* **ABOUT THIS TASK**
Say, as a bare number, how many lines of the listing contain "white".

--*--

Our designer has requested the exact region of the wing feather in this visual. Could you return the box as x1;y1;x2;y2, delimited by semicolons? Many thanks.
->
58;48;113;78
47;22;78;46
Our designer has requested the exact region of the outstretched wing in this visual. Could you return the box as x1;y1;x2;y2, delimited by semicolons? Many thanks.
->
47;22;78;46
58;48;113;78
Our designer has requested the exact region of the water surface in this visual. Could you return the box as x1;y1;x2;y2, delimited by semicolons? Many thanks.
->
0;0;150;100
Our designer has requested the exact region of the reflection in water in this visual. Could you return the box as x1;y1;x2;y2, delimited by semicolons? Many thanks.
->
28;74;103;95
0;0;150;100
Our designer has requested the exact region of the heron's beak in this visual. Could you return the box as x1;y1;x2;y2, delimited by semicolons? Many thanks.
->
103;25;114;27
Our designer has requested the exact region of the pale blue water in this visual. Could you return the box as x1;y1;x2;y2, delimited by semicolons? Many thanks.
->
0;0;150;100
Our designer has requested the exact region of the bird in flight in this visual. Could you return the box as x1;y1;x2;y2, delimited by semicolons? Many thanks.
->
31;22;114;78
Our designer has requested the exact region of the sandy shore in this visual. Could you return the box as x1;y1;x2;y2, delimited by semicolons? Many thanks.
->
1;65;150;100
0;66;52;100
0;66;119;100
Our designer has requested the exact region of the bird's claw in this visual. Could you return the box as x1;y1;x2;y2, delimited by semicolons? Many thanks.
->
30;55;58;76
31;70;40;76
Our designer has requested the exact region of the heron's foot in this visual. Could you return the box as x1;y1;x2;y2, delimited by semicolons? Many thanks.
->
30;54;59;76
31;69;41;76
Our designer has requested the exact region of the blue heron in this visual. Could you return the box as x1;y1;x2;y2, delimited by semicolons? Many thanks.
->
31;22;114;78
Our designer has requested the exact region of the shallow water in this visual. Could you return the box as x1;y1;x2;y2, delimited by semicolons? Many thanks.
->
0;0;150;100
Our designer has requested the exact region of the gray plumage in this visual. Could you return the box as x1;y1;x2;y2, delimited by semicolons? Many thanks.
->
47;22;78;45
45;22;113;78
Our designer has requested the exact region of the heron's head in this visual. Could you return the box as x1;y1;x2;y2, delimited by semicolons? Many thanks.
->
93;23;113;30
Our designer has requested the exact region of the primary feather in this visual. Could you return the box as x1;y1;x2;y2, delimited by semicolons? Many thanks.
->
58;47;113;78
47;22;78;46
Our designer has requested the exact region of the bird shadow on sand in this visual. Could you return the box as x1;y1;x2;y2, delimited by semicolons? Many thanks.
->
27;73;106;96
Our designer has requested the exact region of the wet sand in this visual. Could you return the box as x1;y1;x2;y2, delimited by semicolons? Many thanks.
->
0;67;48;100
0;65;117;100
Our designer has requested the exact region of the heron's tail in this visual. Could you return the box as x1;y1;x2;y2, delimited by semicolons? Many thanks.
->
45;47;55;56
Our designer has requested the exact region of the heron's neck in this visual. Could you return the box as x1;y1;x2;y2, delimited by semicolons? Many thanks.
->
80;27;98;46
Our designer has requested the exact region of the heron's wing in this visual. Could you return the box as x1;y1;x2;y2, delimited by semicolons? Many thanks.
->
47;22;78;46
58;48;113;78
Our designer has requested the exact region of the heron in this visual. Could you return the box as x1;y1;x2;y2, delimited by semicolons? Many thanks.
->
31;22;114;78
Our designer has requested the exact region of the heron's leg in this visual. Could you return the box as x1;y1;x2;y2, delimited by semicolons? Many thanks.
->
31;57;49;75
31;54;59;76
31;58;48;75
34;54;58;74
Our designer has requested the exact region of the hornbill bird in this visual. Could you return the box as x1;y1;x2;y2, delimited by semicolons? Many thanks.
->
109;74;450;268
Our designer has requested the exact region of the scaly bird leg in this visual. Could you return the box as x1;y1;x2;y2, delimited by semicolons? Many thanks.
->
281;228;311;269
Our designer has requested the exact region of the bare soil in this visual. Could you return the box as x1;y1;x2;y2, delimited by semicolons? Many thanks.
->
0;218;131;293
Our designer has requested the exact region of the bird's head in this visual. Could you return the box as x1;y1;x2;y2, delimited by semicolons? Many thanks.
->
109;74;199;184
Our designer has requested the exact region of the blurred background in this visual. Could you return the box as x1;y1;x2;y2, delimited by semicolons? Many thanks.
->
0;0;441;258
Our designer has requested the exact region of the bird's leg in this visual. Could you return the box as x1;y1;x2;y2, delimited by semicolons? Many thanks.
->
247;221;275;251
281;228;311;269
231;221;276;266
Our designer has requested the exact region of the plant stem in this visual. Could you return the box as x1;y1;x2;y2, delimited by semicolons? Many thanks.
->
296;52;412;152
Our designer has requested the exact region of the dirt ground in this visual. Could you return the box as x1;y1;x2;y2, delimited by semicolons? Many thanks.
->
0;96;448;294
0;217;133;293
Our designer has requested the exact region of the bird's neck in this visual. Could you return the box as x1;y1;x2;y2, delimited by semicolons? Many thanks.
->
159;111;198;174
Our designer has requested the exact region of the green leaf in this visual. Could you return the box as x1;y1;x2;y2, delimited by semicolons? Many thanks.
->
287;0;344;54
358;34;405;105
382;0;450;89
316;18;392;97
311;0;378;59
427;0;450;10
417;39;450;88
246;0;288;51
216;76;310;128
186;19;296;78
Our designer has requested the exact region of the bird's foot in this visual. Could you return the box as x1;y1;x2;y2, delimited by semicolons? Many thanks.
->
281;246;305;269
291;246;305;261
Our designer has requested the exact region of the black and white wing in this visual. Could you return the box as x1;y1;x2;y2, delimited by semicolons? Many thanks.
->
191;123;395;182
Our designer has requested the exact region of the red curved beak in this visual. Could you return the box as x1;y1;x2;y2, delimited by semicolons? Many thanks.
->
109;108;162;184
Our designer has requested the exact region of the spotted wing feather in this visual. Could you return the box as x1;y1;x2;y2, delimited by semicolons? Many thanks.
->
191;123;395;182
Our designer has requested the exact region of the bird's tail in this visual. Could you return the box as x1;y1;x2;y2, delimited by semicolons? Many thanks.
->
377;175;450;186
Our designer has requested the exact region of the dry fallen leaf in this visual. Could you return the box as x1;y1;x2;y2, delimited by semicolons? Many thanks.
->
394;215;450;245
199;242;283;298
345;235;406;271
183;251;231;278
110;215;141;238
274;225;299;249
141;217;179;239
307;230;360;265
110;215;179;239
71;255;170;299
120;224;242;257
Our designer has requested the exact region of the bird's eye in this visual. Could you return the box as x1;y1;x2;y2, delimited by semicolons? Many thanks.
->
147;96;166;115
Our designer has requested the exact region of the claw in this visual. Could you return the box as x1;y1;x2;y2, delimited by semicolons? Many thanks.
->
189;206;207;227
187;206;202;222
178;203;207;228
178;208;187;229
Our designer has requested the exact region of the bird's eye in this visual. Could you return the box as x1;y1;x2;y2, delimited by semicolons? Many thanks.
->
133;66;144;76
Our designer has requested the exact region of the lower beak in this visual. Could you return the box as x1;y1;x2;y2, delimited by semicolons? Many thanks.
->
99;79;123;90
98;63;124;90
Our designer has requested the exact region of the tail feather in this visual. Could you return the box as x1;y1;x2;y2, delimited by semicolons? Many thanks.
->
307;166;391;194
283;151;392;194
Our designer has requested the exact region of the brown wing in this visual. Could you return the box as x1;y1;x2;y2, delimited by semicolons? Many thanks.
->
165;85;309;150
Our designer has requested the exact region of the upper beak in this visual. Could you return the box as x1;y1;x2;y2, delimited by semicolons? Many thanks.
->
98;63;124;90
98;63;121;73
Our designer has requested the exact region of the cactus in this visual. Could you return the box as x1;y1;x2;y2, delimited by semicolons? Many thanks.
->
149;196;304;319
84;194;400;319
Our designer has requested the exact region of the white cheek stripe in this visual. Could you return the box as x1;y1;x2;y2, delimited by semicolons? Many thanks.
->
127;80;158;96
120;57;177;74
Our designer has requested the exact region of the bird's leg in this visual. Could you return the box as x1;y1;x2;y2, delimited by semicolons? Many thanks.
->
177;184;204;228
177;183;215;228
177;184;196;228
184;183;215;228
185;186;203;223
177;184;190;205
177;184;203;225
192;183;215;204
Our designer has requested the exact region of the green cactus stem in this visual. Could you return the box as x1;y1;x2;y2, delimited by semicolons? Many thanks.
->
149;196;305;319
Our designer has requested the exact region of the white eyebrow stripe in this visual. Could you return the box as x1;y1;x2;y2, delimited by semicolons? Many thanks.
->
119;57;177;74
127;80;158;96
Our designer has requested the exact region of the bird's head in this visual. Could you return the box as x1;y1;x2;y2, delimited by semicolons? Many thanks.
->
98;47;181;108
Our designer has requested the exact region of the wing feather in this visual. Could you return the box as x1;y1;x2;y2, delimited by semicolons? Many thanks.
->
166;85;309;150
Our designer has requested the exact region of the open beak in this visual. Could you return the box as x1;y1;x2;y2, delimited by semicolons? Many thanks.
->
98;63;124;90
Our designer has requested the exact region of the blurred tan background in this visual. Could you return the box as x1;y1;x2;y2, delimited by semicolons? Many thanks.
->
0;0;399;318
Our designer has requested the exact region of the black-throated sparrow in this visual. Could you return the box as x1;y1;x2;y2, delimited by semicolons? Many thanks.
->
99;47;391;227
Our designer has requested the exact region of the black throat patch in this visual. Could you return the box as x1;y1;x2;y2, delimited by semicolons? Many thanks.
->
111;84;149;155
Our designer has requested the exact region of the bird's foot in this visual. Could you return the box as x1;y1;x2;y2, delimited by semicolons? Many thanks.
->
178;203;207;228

--*--

* **SOLUTION**
3